> Text shown:

######

Interview with Don Evans
Interview with Don Evans


Production Team: NA

Interview Date: 1979
Interview Place: Birmingham, Alabama
Camera Roll: 2-3
Sound Rolls: 2

Interview gathered as part of Eyes on the Prize: America's Civil Rights Years (1954-1965).
Produced by Blackside, Inc.
Housed at the Washington University Film and Media Archive, Henry Hampton Collection.
Editorial Notes:

Preferred citation:
Interview with Don Evans, conducted by Blackside, Inc. in 1979, for Eyes on the Prize: America's Civil Rights Years (1954-1965). Washington University Libraries, Film and Media Archive, Henry Hampton Collection.

These transcripts contain material that did not appear in the final program. Only text appearing in bold italics was used in the final version of Eyes on the Prize.

INTERVIEW
Don Evans:

OK. My name is Don Evans. And uh, I was born in Birmingham, Alabama. I'm thirty years old. I'm uh, an automobile salesman for Adamson Ford here in Birmingham.

[unintelligible background conversation]

QUESTION 1
INTERVIEWER:

SO I JUST WANT TO KNOW THAT YOU WERE FIFTEEN… I WAS FIFTEEN IN 1963, JUST TELL ME ABOUT HOW YOU GOT INVOLVED IN THE DEMONSTRATIONS. AND WHAT IT WAS LIKE.

######

> Data records:
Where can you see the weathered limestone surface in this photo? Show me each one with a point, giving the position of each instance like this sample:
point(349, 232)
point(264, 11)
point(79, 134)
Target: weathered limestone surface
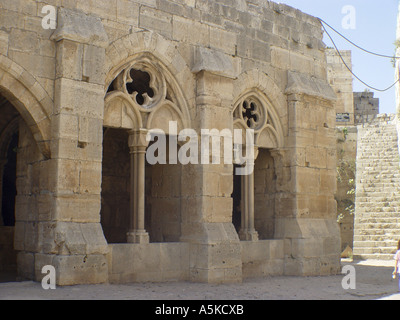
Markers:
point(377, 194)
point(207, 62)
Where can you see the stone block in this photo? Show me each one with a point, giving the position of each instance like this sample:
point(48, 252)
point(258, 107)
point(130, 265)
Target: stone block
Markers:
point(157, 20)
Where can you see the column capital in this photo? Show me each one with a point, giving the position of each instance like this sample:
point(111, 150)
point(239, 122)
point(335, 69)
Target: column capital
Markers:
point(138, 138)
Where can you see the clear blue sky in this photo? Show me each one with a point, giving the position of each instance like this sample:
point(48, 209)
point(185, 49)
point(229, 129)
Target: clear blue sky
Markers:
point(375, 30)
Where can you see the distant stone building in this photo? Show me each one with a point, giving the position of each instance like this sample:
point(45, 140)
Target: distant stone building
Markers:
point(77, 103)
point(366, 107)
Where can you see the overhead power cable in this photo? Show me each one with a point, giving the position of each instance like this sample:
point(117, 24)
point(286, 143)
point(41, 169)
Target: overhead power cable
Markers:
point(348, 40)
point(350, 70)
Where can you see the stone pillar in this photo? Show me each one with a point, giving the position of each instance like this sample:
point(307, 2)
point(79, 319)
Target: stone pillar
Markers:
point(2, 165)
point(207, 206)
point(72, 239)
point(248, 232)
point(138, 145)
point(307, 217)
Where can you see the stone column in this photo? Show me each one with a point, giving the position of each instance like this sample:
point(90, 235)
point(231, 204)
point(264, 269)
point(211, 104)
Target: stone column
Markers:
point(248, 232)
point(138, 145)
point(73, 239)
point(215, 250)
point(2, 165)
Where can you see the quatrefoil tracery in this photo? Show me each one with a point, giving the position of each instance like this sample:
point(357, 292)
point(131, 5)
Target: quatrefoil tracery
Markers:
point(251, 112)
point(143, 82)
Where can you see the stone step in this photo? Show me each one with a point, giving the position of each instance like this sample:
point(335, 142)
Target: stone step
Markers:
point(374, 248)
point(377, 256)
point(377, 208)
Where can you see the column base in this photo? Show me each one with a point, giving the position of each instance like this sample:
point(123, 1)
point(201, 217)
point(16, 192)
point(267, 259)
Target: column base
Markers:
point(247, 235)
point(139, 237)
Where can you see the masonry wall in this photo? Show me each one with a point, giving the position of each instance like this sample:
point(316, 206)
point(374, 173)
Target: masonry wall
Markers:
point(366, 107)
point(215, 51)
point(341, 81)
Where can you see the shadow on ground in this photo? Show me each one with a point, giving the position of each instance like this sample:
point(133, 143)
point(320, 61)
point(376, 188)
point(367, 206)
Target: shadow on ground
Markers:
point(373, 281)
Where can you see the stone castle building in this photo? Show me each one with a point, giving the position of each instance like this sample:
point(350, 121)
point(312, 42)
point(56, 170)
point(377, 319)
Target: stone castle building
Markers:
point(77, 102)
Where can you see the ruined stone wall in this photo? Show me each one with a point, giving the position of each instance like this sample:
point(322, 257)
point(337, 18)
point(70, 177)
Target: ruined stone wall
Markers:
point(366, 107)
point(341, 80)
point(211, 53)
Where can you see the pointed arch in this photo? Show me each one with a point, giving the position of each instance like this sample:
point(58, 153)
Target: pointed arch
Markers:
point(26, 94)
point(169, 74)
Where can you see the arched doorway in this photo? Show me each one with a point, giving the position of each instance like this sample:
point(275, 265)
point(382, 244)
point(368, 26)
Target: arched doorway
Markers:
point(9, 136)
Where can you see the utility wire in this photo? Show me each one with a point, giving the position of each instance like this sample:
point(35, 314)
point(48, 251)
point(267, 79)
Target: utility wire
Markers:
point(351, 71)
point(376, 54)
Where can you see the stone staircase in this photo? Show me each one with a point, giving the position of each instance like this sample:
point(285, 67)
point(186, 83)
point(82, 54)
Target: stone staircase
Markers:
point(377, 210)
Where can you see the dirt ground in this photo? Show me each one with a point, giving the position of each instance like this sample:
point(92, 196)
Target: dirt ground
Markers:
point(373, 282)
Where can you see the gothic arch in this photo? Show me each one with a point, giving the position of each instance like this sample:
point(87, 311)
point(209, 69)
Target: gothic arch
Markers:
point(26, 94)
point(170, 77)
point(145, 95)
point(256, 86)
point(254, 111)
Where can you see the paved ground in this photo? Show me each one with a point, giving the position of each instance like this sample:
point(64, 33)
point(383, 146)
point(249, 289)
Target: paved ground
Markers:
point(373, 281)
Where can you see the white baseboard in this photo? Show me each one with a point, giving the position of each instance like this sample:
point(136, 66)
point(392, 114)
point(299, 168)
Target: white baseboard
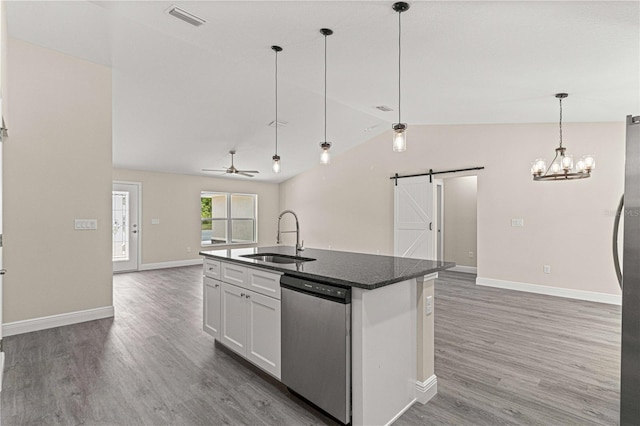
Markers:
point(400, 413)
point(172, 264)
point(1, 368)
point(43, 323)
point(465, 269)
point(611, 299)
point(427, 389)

######

> Directions:
(A) In the Don Evans interview, what job does Evans say he holds?
(B) Continue the Don Evans interview transcript from the point where it stops.

> Outputs by task:
(A) He is an automobile salesman for Adamson Ford in Birmingham.

(B)
Don Evans:

Well, in 1963, I was fifteen years old and uh, I got involved uh… with the situations that were happening in Birmingham at that time, uh… simply because I guess every black in Birmingham was participating at that time, uh… you had your, your leaders from SCLC, you know and followers and members that were going around to different high schools in Birmingham and some were just taking classrooms, disrupting classrooms and makin' everybody go out in the streets and march. And uh, I got involved that way. And I didn't… I grew up uh, I guess, twelve, thirteen blocks from downtown Birmingham and that's where most of the uh, the riots occurred, so I was just involved. It was the thing to do at that time.

QUESTION 2
INTERVIEWER:

HOW DID YOU FEEL ON THOSE DAYS WHEN THEY HAD THE DOGS AND THE HOSES OUT THERE? WHAT WAS THAT LIKE?

Don Evans:

I felt bad. And you know, because uh, it was, an awesome sight, you know, something to behold, you know, see human beings turnin' dogs and hoses, high powered water hoses on other people, you know, simply because they were doin' somethin that they felt was right, you know, and uh, gee whiz, you know, we all a part of this country, you know, and I figured we had a right to do what we were doin', and I guess they felt they had a right to do what they were doin' so… it was terrible, you know. I wouldn't want to go through it again, I would hate to see it happen again.

QUESTION 3
INTERVIEWER:

DO YOU THINK IT HAD ANY EFFECT ON YOU?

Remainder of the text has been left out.